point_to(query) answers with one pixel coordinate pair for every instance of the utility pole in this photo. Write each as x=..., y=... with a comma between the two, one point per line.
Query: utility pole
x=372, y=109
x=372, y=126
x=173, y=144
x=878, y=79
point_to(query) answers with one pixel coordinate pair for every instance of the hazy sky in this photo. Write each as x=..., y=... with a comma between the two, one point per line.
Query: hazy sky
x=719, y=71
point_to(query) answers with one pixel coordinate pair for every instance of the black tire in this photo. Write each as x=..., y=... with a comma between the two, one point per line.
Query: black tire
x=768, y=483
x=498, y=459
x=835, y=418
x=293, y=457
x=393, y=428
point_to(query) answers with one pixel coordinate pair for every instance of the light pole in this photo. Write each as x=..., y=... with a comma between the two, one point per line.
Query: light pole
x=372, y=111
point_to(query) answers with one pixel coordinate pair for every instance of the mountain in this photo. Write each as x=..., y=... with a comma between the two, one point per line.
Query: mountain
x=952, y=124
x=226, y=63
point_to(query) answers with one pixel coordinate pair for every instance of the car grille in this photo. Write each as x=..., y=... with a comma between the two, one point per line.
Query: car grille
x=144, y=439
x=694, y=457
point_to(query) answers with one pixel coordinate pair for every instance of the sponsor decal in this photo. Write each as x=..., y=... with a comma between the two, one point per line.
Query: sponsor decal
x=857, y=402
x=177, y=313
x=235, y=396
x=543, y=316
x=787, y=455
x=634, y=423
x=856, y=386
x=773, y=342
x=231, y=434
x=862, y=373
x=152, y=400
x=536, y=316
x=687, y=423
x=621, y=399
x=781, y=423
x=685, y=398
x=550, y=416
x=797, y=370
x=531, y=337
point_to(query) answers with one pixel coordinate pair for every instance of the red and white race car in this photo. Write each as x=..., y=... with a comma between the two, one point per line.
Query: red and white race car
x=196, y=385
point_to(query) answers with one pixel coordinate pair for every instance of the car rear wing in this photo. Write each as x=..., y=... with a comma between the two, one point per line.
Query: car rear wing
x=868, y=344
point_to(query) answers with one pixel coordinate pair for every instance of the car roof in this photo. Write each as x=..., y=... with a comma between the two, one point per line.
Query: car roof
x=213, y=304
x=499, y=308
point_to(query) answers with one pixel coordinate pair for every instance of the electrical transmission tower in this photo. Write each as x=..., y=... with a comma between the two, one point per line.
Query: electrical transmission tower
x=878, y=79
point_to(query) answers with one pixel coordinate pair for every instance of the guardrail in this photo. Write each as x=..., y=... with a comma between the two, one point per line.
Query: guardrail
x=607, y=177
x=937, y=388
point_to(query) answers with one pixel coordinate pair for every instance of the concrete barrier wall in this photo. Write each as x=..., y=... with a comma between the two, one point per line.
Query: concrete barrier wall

────────

- _To be done_
Convert every line above into a JSON list of strings, one string per line, and leave out any blank lines.

- _Output for this exercise_
[
  "point_to(query) answers with one pixel coordinate pair for every instance of the utility pole in this photo. Write each as x=..., y=... with a comma between the two, one point per line.",
  "Query: utility pole",
  "x=372, y=109",
  "x=372, y=126",
  "x=173, y=144",
  "x=878, y=79",
  "point_to(query) answers with one pixel coordinate pair for every instance of the hazy sky in this photo. Write each as x=..., y=... with a comma between the two, one point per line.",
  "Query: hazy sky",
  "x=719, y=71",
  "point_to(query) answers with one pixel coordinate pair for every instance of the black tire in this photo. Write each as x=..., y=... with a comma between the two, one point per line.",
  "Query: black tire",
  "x=768, y=483",
  "x=498, y=459",
  "x=835, y=418",
  "x=293, y=457",
  "x=393, y=428",
  "point_to(query) answers with one pixel coordinate pair for every instance of the light pole in this photo. Write each as x=..., y=... with a comma between the two, one point per line.",
  "Query: light pole",
  "x=372, y=111",
  "point_to(query) answers with one pixel coordinate pair for every instance of the mountain in this photo. Write each as x=..., y=... with a comma between the two, one point per line.",
  "Query: mountain",
  "x=952, y=124",
  "x=226, y=63",
  "point_to(query) answers with one pixel coordinate pair for every instance of the car grille in this photo. Write each as x=..., y=... with a comma between the two, one point per line.",
  "Query: car grille",
  "x=144, y=439",
  "x=694, y=457",
  "point_to(query) answers with one pixel coordinate pair for every instance of the sponsor decal in this photo. Write each as x=..., y=... with a comma between the two, one point per line.",
  "Query: sponsor decal",
  "x=857, y=402",
  "x=177, y=313",
  "x=235, y=396",
  "x=543, y=316",
  "x=787, y=455",
  "x=634, y=423",
  "x=856, y=386",
  "x=773, y=342",
  "x=231, y=434",
  "x=862, y=373",
  "x=152, y=400",
  "x=536, y=316",
  "x=687, y=423",
  "x=621, y=399",
  "x=781, y=423",
  "x=685, y=398",
  "x=550, y=416",
  "x=797, y=370",
  "x=531, y=337",
  "point_to(query) answers with one pixel coordinate pair for every instance of the red and white race car in this photo. Write each as x=..., y=... with a comma between the two, one point per line.",
  "Query: red and white race car",
  "x=196, y=385",
  "point_to(query) answers with one pixel coordinate pair for every instance of the car rear wing in this photo. Write each as x=..., y=... with a comma between the two, one point per line.",
  "Query: car rear wing",
  "x=868, y=344",
  "point_to(query) answers with one pixel coordinate pair for every instance of the car roof in this photo. Write each as x=..., y=... with a comma between the two, one point per line.",
  "Query: car roof",
  "x=213, y=304",
  "x=499, y=308",
  "point_to(query) answers with one pixel coordinate pair for every instance of the electrical transmission tower in this photo. Write each as x=..., y=... with a comma between the two, one point per line.",
  "Query: electrical transmission tower",
  "x=878, y=79",
  "point_to(query) answers with one pixel coordinate pair for every instance of the guardrail in this photo. Write each as x=..., y=... with a comma between the two, one point per line.",
  "Query: guardrail",
  "x=607, y=177",
  "x=937, y=388",
  "point_to(query) answers with one pixel coordinate pair for every instance of the concrete barrier wall in this photo. Write each as x=..., y=... with a comma between the two, one point per line.",
  "Query: concrete barrier wall"
]